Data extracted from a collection
/---
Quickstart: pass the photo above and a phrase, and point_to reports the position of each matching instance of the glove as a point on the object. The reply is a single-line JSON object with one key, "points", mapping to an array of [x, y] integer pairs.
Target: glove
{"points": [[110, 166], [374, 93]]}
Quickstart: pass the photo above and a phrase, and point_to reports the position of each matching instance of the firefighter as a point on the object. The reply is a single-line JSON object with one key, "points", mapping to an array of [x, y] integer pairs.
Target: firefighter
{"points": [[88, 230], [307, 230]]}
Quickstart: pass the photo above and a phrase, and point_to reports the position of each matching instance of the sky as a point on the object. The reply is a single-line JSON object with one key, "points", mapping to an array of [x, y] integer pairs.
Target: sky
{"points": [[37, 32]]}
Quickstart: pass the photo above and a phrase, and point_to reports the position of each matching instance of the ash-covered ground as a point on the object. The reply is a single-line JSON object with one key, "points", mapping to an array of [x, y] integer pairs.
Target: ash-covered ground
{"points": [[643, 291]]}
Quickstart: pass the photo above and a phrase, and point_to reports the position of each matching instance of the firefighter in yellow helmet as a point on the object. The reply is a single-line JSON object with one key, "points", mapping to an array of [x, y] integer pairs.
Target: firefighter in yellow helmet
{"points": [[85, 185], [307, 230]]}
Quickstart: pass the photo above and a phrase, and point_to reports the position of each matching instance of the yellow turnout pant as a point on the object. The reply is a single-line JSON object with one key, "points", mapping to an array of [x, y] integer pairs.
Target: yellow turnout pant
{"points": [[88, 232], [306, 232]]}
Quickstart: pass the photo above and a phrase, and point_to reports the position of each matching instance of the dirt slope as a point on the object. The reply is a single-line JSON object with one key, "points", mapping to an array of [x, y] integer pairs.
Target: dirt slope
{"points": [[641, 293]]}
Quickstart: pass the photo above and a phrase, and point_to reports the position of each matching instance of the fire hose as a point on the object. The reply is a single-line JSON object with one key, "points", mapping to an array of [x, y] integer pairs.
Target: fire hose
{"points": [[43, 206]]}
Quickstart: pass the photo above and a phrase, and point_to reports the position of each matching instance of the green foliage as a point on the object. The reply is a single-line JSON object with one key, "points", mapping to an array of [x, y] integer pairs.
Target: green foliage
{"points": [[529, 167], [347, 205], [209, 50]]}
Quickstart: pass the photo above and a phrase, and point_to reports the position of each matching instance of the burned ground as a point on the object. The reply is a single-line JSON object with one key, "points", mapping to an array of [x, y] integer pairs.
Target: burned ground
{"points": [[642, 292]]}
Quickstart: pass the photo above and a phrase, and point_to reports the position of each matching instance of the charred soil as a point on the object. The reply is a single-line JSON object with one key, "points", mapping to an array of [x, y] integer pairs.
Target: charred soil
\---
__What is asked__: Give the lines of all the entries above as a JSON list of strings, one string per line, with blank lines left out.

__Task output__:
[
  "Quickstart: pass the photo above and a phrase, and point_to reports the position of each matching instance of the glove as a point on the object. The reply is a single-line JSON object with one key, \"points\", mapping to an array of [x, y] integer pairs.",
  "Target: glove",
  "{\"points\": [[110, 166], [374, 93]]}",
  "Quickstart: pass the photo above and a phrase, and point_to reports the position of each matching instance of the firefighter as a point on the object. The reply is a single-line JSON object with one key, \"points\", mapping to an array of [x, y] integer pairs.",
  "Target: firefighter",
  "{\"points\": [[88, 230], [307, 230]]}",
  "Quickstart: pass the photo above and a phrase, and point_to reports the position of each matching instance of the sky as a point on the object. The reply is a single-line JSON object with one key, \"points\", mapping to an array of [x, y] integer pairs.",
  "Target: sky",
  "{\"points\": [[37, 32]]}",
  "Quickstart: pass the photo above and a phrase, and point_to reports the position of each matching instance of the ash-covered ground as a point on the object. The reply is a single-line JSON object with one key, \"points\", mapping to an array of [x, y] integer pairs.",
  "Target: ash-covered ground",
  "{\"points\": [[643, 291]]}",
  "Quickstart: pass the photo above and a phrase, and point_to reports the position of each matching instance of the firefighter in yellow helmet as a point on the object. The reply is a single-line JSON object with one key, \"points\", mapping to an array of [x, y] integer pairs.",
  "Target: firefighter in yellow helmet",
  "{\"points\": [[85, 185], [307, 230]]}",
  "Quickstart: pass the photo above and a phrase, and point_to reports the position of each matching instance of the yellow turnout pant as a point on the object. The reply is a single-line JSON object with one key, \"points\", mapping to an array of [x, y] integer pairs.",
  "Target: yellow turnout pant",
  "{\"points\": [[88, 232], [306, 232]]}",
  "Quickstart: pass the photo above and a phrase, and point_to reports the position of each matching instance of the dirt slope as a point on the object. The reply is a single-line JSON object with one key, \"points\", mapping to an array of [x, y] integer pairs.",
  "Target: dirt slope",
  "{\"points\": [[641, 293]]}",
  "Quickstart: pass the photo above and a phrase, and point_to reports the position of each matching instance of the fire hose as a point on the object. The reply is a single-line JSON object with one key, \"points\", mapping to an array of [x, y] integer pairs.",
  "Target: fire hose",
  "{\"points\": [[43, 206]]}",
  "Quickstart: pass the photo above and a phrase, and point_to reports the position of each matching instance of the green foliage as a point on the object. The reply is a single-line JSON object with one key, \"points\", mapping to an array of [x, y] integer pairs.",
  "Target: green foliage",
  "{\"points\": [[529, 167], [347, 205], [209, 50]]}",
  "Quickstart: pass the photo above and a phrase, and point_to reports the position of each matching instance of the burned ground as a point on the object. The reply is a single-line JSON object with one key, \"points\", mapping to an array of [x, y] integer pairs.",
  "Target: burned ground",
  "{\"points\": [[642, 292]]}",
  "Quickstart: pass the photo above and a phrase, and point_to reports the position of each matching instance of the charred soil as a point on the object. The reply is a single-line JSON object with one key, \"points\", mapping to an array of [x, y] integer pairs.",
  "Target: charred soil"
]